▸ **To do**:
State how many lines in the entries below include the string "hair". Reply with the number alone.

▸ **Records to process**:
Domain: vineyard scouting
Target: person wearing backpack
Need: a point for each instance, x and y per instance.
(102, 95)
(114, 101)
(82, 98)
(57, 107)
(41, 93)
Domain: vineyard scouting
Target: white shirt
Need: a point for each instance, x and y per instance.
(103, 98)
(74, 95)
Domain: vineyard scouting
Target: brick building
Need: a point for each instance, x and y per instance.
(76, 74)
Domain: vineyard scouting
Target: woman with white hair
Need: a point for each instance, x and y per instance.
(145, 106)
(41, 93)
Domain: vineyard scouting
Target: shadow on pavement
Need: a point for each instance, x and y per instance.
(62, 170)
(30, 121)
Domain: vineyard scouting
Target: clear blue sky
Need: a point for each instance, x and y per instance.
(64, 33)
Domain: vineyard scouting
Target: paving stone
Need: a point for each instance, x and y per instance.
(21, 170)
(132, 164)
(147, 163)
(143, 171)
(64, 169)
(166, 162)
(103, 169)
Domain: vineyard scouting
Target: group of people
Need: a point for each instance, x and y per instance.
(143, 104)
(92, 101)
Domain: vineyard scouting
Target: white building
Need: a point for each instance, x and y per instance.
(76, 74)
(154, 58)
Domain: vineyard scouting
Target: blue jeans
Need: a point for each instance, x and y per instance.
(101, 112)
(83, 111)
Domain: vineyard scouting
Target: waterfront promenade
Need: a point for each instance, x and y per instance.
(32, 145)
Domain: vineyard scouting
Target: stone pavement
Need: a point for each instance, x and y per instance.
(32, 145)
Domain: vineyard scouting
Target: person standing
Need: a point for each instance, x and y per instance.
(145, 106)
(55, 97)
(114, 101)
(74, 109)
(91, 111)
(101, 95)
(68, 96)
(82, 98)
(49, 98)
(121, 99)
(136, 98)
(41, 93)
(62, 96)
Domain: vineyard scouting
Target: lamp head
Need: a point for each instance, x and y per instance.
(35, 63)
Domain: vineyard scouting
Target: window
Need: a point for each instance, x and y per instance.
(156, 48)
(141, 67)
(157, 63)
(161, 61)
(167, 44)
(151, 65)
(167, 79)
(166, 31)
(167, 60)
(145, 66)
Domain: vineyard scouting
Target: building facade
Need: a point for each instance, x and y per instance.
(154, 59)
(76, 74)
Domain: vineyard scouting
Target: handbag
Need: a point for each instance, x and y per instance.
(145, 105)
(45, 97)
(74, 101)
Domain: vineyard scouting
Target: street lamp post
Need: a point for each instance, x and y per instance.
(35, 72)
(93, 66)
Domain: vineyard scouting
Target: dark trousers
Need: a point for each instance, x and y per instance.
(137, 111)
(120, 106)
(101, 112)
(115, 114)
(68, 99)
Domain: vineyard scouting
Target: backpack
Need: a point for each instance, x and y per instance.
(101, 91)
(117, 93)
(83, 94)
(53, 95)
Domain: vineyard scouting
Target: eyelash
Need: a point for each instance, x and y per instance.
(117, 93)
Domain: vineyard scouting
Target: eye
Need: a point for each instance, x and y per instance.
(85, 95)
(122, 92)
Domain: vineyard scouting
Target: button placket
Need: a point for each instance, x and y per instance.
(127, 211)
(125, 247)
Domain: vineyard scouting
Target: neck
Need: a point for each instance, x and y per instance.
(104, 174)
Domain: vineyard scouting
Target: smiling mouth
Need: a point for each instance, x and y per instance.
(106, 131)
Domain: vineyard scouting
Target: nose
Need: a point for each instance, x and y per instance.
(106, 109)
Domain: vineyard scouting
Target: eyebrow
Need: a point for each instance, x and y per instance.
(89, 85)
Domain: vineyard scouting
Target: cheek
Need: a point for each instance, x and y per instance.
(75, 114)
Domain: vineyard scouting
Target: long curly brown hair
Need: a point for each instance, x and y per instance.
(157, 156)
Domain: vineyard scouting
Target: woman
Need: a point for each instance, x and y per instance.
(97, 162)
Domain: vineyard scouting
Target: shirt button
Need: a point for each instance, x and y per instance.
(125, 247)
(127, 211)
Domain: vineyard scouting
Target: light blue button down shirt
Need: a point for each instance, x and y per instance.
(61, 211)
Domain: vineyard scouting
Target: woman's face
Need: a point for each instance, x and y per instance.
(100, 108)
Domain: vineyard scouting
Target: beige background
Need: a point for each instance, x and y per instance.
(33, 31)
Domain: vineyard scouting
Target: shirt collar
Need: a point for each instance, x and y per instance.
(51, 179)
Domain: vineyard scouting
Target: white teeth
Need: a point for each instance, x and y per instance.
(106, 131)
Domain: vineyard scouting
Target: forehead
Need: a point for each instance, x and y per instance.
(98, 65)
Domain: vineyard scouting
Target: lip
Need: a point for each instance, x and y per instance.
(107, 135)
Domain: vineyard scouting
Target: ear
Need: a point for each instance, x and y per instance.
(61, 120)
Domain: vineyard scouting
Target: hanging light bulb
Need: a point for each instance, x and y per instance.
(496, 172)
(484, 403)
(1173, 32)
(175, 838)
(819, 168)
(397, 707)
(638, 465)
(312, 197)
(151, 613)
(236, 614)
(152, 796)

--

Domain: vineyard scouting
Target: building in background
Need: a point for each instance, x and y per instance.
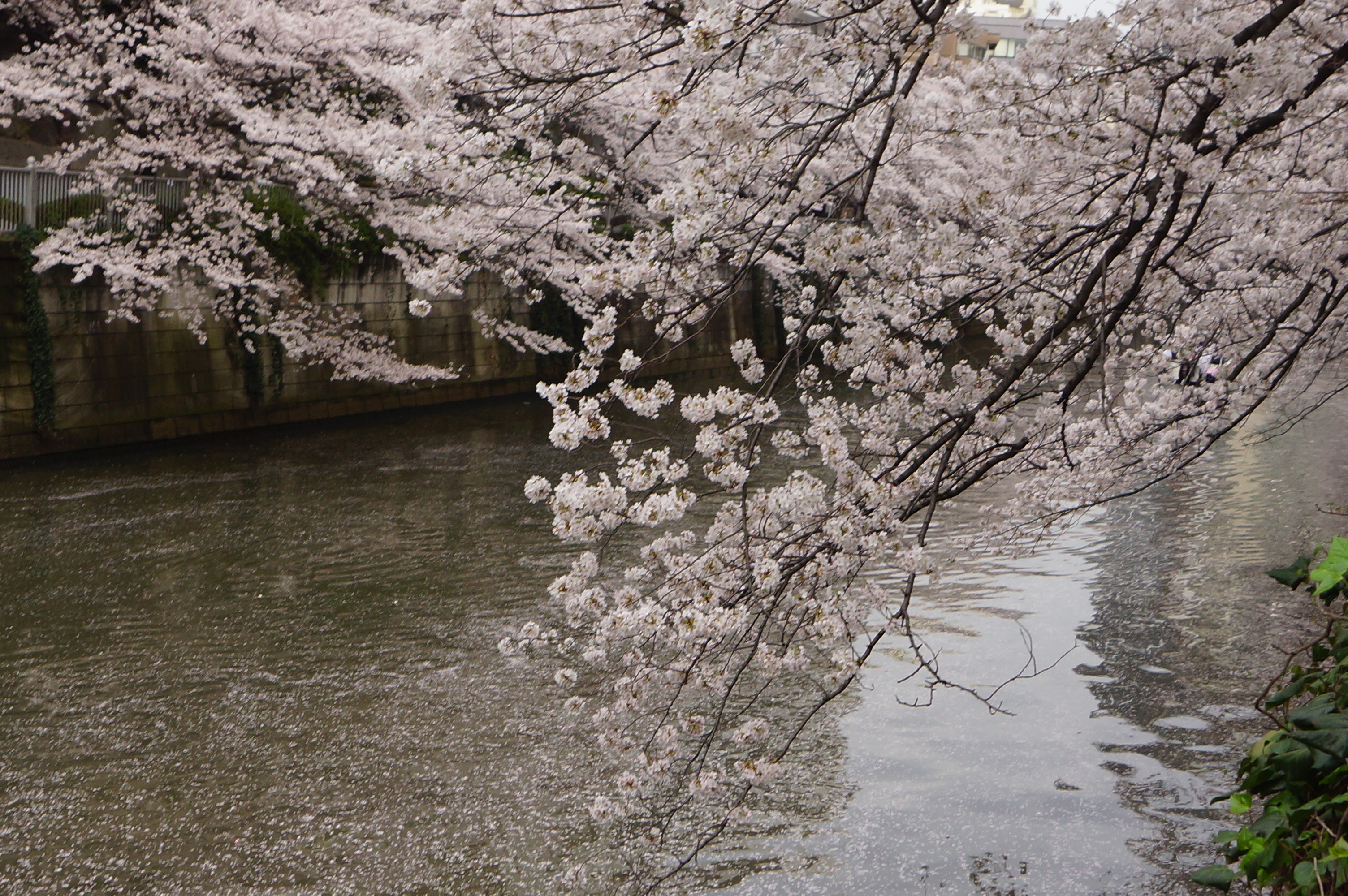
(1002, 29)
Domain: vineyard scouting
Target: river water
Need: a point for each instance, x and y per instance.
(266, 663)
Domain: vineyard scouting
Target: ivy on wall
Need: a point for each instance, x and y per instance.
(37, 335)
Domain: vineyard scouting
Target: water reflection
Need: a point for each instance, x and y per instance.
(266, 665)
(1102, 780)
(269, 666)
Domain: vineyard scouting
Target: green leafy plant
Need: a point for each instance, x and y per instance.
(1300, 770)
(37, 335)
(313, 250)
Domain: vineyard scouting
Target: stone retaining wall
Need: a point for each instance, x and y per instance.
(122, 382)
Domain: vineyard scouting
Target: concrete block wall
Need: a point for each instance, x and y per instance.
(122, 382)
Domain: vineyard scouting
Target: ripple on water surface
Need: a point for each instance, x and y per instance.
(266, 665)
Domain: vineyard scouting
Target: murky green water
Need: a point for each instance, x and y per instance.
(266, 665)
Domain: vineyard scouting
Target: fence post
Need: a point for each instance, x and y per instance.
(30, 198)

▸ **Exercise answer**:
2